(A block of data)
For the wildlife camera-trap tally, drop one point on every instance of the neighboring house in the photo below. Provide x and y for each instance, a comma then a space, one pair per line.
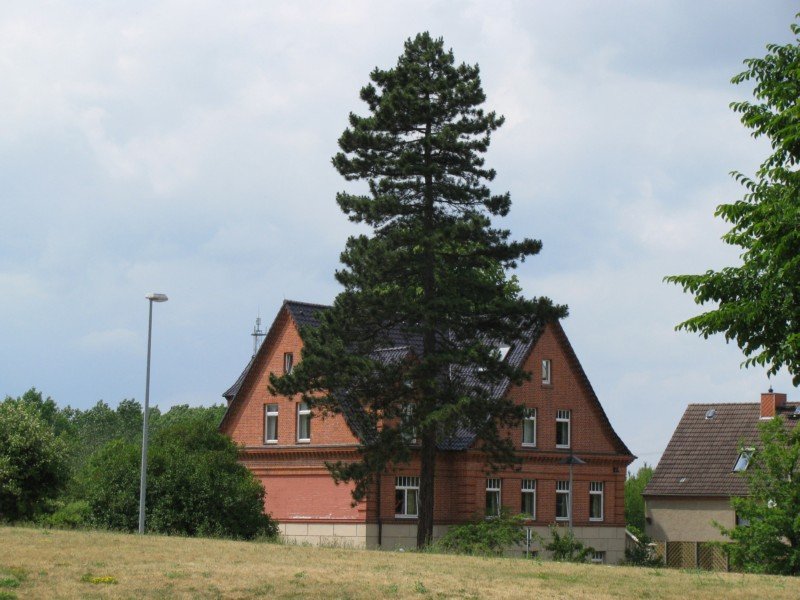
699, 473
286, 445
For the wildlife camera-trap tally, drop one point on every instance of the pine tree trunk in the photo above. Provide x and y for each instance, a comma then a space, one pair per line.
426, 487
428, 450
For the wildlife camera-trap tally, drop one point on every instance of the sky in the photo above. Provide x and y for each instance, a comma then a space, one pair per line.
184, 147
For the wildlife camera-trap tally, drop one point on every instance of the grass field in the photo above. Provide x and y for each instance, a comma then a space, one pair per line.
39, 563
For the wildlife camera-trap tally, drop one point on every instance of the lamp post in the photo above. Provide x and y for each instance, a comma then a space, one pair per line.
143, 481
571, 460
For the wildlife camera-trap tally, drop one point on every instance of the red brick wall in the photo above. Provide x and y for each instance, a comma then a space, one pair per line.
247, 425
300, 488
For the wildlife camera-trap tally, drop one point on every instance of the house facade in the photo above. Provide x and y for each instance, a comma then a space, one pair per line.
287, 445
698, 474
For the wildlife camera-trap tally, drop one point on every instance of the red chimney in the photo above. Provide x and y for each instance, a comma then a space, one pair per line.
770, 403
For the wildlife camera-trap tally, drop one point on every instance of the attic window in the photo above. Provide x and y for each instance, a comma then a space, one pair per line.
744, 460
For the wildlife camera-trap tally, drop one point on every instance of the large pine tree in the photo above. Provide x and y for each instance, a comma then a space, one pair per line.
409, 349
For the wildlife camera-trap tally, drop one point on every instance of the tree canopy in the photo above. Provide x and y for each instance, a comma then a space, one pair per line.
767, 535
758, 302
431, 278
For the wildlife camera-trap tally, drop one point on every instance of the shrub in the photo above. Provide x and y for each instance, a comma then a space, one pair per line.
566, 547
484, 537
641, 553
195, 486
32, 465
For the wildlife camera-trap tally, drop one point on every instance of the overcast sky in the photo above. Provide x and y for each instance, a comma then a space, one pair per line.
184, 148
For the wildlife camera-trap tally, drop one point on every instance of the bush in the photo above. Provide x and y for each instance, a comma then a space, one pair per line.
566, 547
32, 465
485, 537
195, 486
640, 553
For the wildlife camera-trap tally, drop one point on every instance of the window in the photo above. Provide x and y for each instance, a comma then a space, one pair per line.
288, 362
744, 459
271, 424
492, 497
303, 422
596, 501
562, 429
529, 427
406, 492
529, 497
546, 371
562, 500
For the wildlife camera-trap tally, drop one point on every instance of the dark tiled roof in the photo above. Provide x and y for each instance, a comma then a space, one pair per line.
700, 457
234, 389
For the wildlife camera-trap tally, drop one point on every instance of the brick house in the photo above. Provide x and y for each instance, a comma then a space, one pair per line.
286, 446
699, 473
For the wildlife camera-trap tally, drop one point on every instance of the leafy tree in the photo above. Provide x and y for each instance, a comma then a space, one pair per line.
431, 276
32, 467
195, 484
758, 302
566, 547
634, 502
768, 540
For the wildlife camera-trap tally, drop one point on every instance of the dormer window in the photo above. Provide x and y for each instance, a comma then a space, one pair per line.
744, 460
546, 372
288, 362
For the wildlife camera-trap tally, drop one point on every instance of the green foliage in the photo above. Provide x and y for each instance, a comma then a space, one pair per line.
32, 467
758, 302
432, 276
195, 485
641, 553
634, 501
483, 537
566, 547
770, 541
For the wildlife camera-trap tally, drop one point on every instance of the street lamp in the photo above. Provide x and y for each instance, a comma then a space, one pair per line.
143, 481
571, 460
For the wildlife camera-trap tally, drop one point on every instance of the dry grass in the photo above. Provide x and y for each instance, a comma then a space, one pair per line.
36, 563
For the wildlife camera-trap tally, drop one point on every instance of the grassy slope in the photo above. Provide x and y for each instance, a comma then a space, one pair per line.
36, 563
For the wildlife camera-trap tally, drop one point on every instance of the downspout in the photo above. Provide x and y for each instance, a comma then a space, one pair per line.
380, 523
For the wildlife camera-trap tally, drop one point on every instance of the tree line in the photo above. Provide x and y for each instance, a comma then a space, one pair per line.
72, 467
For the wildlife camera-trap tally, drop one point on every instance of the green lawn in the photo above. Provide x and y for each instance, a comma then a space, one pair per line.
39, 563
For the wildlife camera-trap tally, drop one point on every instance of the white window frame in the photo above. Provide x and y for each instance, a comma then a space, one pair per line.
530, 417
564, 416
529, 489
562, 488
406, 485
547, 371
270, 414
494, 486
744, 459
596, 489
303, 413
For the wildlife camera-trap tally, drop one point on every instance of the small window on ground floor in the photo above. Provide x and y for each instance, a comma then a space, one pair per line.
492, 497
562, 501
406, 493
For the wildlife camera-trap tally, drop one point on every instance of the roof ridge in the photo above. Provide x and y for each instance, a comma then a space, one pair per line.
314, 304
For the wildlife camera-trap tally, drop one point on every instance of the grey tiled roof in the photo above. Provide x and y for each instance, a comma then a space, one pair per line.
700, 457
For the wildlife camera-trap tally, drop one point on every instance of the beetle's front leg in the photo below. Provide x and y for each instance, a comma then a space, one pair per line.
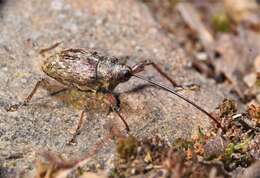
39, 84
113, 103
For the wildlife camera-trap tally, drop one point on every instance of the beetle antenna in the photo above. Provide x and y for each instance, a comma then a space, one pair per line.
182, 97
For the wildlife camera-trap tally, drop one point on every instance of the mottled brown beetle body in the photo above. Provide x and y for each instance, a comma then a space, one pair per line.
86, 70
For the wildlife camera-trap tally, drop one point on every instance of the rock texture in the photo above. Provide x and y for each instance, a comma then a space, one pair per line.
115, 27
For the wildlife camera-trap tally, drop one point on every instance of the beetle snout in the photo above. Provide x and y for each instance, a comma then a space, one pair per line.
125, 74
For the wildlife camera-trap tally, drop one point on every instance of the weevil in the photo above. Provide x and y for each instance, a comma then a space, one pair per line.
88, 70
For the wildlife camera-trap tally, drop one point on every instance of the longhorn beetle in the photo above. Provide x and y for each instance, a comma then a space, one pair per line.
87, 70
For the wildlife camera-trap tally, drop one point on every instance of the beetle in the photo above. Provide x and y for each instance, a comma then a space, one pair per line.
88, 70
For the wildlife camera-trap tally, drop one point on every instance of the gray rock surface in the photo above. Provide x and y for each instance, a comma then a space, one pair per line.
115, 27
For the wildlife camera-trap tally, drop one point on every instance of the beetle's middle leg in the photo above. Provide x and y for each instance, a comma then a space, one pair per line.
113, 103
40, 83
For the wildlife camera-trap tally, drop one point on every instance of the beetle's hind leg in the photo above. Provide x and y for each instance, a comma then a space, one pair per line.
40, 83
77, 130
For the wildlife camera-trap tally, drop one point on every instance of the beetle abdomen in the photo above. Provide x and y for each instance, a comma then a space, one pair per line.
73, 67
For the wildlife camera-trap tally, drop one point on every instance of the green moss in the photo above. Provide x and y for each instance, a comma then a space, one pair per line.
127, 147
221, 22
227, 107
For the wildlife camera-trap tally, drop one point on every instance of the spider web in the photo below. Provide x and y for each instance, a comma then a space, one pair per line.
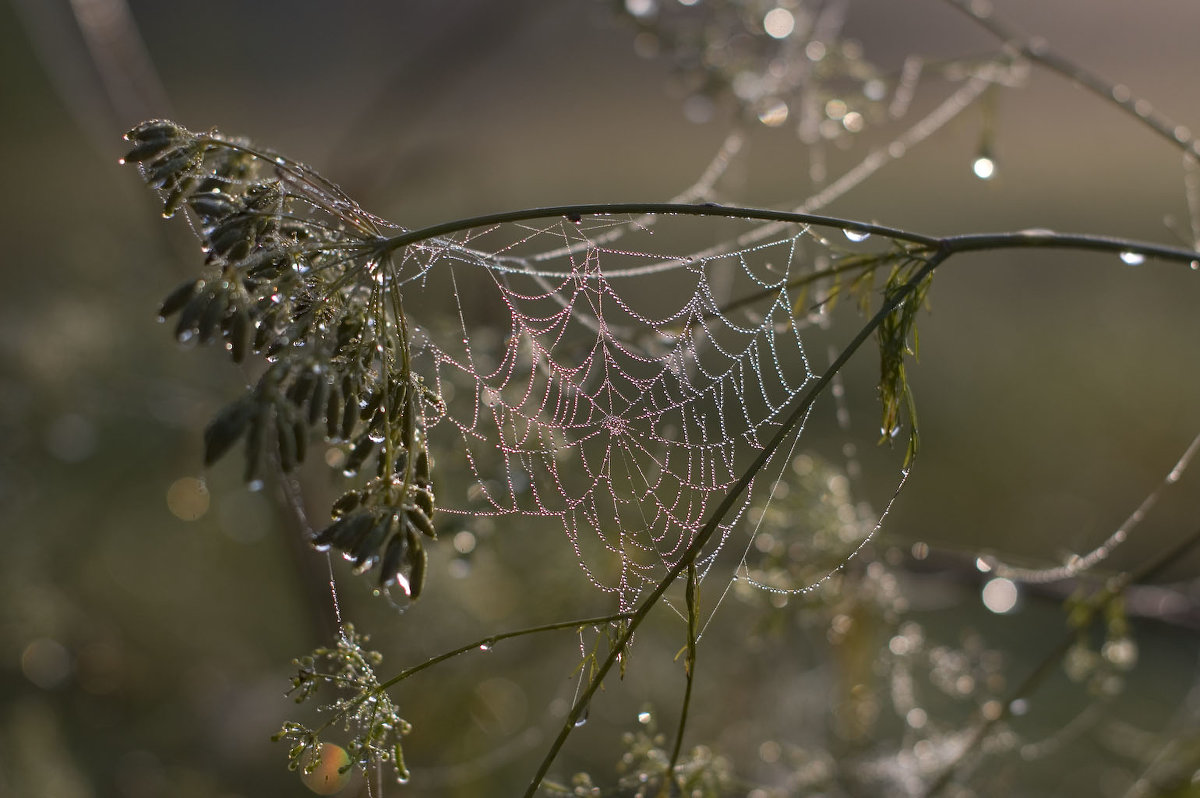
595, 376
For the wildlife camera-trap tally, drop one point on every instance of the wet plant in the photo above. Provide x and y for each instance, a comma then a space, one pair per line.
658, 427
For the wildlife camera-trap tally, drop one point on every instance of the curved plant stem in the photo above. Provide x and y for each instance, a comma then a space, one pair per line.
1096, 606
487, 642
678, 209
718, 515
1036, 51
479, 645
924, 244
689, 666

## GOAL OF THE EXERCISE:
Every line is to be duplicated exactly, though pictures stay out.

## SOLUTION FOR THIS TASK:
For the wildlife camera-trap tally, drop one point on every instance of the neighboring house in the photo below. Provide x and y for each instance, a comma then a space, one pair per line.
699, 473
286, 445
For the wildlife camera-trap tally, drop one point on every instance of the pine tree trunk in the photo above. Provide x and y for each instance, a comma then a space, one pair per line.
426, 487
428, 450
For the wildlife camera-trap tally, drop one point on every instance of the sky in the photo above. Provide x and y for each instance, a comma then a space, one pair per line.
184, 147
For the wildlife camera-trap tally, drop one point on every instance of the grass field in the photo above. Provide x and y for each instance, a comma then a space, one pair per line.
39, 563
For the wildlife camera-trap tally, drop one point on every instance of the lamp post in the photo above. Provide x and y for each instance, a comma then a space, one pair per line.
143, 481
571, 460
For the wildlife camera-trap tally, drop one point on every instance of the red brick wall in the photo above. Provide x and y for each instance, a comma then a space, one pair per line.
247, 425
300, 488
For the wildlife camera-trap tally, drop one point on every instance of the house facade in the photo above. Provide x and y for each instance, a comma then a space, one pair per line.
287, 445
698, 474
For the wildlife camera-trap tally, drop one point on every instance of the red chimney in the photo above. Provide x and y for each instance, a comma then a space, one pair per line.
770, 403
For the wildlife camera-trap tally, drop one point on every instance of the attic window in the photo above. Provide x and y for each instance, a comma then a space, one pair per line.
744, 460
For the wildlife camera-trap tally, drop one point on every instance of the large pine tree in the photo above. Provide x and y for each instance, a comma then a space, one pair per line.
409, 349
For the wildlife camera-trap tally, drop one point on every instance of the tree canopy in the photo above. Provide x and y for each instance, a comma then a space, one pair per line.
767, 535
758, 302
431, 278
For the wildlife camera-trap tally, drop one point on every instance of the shrub in the photo above. Provide x and y for each instance, a comma then a space, one pair per line.
566, 547
484, 537
641, 553
195, 486
32, 465
For the wildlife camera-trap tally, drop one point on every instance of the overcast sky in the photo above. Provide x and y for each instance, a comma then a space, one pair per line.
184, 148
For the wildlife camera-trap tally, drop one point on every instance of the bush in the photo above. Provide x and y for each instance, a comma then a space, one pair per line.
566, 547
32, 465
485, 537
195, 486
640, 553
For the wildlife camera-trap tally, drop one point on every instance of the window in the photo above. Provide x and y for each instance, a comma then a space, one pair per line.
288, 362
744, 459
271, 424
492, 497
303, 422
596, 501
562, 429
529, 427
406, 492
529, 497
546, 371
562, 500
For the wildlife camera-trap tally, drop one point on every instance of the dark tiled roof in the photo above. Provide x and y for each instance, a comma then a space, one pair per line.
700, 457
234, 389
For the wildlife camera-trap tally, drop one point on every instance of the brick house in the photo above. Provide x and y for each instance, a comma then a space, one pair per line.
286, 446
699, 473
For the wildlife camera-trap tally, drop one point on every instance of the leafy tree in the photo above. Provide x and y for each instance, a comma then a space, one pair per line.
431, 276
32, 467
195, 484
758, 302
566, 547
634, 502
768, 540
For the wildlife camera-trap tally, drop one point on every instance of the dormer window in the photo above. Provide x and y for each instance, a comma then a space, one pair per line.
744, 460
546, 372
288, 362
For the wildlife camera-trap tally, drop one point on every instance of the green foliage in the photo above. Provide x and y for each instance, a comma then a space, one pair per line.
32, 467
758, 302
432, 276
195, 485
641, 553
634, 501
483, 537
566, 547
770, 541
For the wildlife camera-trap tally, drop one point on every instance of the street lamp in the photo above. Provide x and y for each instance, a comma then a space, one pair per line.
143, 481
571, 460
For the wildlife camera-trap tally, drop one point on every instance of the dry grass in the photo above. Provide x and y for each instance, a comma then a space, one pair per line.
36, 563
For the wildlife camera-trap tally, drop one point on every instance of the grassy slope in the photo above. Provide x and y for each instance, a comma then a space, one pair per line.
36, 563
For the wildlife camera-trap tally, drop one point on every instance of the downspout in the photo above. Provide x and y for each instance, a comma then a space, one pair per line.
380, 523
For the wildlife camera-trap tally, drop one point on every instance of the tree line in the photo above. Provide x and y for each instance, a comma then a space, one pair per line.
72, 467
For the wildlife camera-trap tally, drop one point on every instance of the green lawn in the photo above. Provide x and y for each instance, a comma then a space, one pair per line.
39, 563
For the wildlife camera-trap tally, drop one point on every instance of the white window frame in the photo above. Provide x and y for each instance, a comma then a space, one pair per line.
530, 417
564, 416
529, 489
562, 488
406, 485
547, 371
270, 414
494, 486
744, 459
596, 489
303, 413
For the wildlife camera-trap tally, drop one point on every instance of the small window on ground floor in the photo above. Provide x and y for each instance, a comma then a space, one pair per line.
492, 497
562, 501
406, 493
For the wildlife camera-trap tally, drop one point on every instance of the roof ridge in the photo above. Provide x and y for each instance, a comma then a space, one pair per line.
314, 304
For the wildlife camera-trap tally, drop one point on every instance of the grey tiled roof in the photo above. Provide x and y for each instance, a comma then a space, one pair per line.
700, 457
For the wildlife camera-trap tally, drop one point on every instance of the beetle's front leg in the photo below. Provide x and y for each instance, a comma then a space, one pair per line.
39, 84
113, 103
For the wildlife camera-trap tally, drop one point on every instance of the beetle antenna in the photo above. Provide x and y for each instance, a comma then a space, one pair per line.
182, 97
For the wildlife camera-trap tally, drop one point on every instance of the mottled brown beetle body in the photo above. Provide x and y for each instance, a comma then a space, one pair per line.
86, 70
For the wildlife camera-trap tally, drop one point on every instance of the rock texture in the photo above. Provide x and y for each instance, a comma then a space, one pair per line.
115, 27
For the wildlife camera-trap tally, drop one point on every instance of the beetle snout in the photo above. Provide x and y for each instance, a comma then a space, one pair per line.
125, 74
For the wildlife camera-trap tally, drop one point on every instance of the weevil in the photo above. Provide x and y for each instance, a comma then a space, one pair per line.
88, 70
For the wildlife camera-trap tally, drop one point on every instance of the longhorn beetle in the photo above. Provide x and y for each instance, a comma then a space, one pair per line.
87, 70
For the wildlife camera-trap tally, drop one point on every instance of the beetle in the photo above. Provide x and y for each instance, a comma then a space, one pair per line.
88, 70
For the wildlife camera-trap tally, drop one point on every instance of the gray rock surface in the photo above. Provide x and y for each instance, a comma then a space, one pair per line.
115, 27
For the wildlife camera-trap tally, drop one point on every instance of the beetle's middle leg in the photo above. Provide x and y for each instance, a comma then a space, one pair per line.
113, 103
40, 83
For the wildlife camera-trap tally, drop one point on every instance of the beetle's hind leg in the photo above. Provide x and y for each instance, a comma then a space, one pair per line.
40, 83
77, 130
For the wildlife camera-trap tally, drop one point on every instance of the beetle abdomen in the photo above. Provide x and y for each instance, a comma then a space, one pair per line.
73, 67
For the wildlife camera-trap tally, drop one point on every instance of the green moss in the photo above. Provide x and y for each instance, a comma then a space, one pair per line.
127, 147
221, 22
227, 107
For the wildlife camera-trap tally, drop one point on every instance of the spider web in the photo below. Provide x and y for each instance, a comma then a space, one pair per line.
595, 376
For the wildlife camera-trap tally, drop one point on every instance of the wet plant in the photo above. Provide x and y for each instance, a comma then a space, one pair per line.
658, 427
For the wildlife camera-trap tally, drop one point on every instance of the curved plant stem in the photo above. Provide x and y for each instance, a comma then a space, one pair per line.
1096, 606
487, 642
678, 209
718, 515
1036, 51
479, 645
924, 244
689, 666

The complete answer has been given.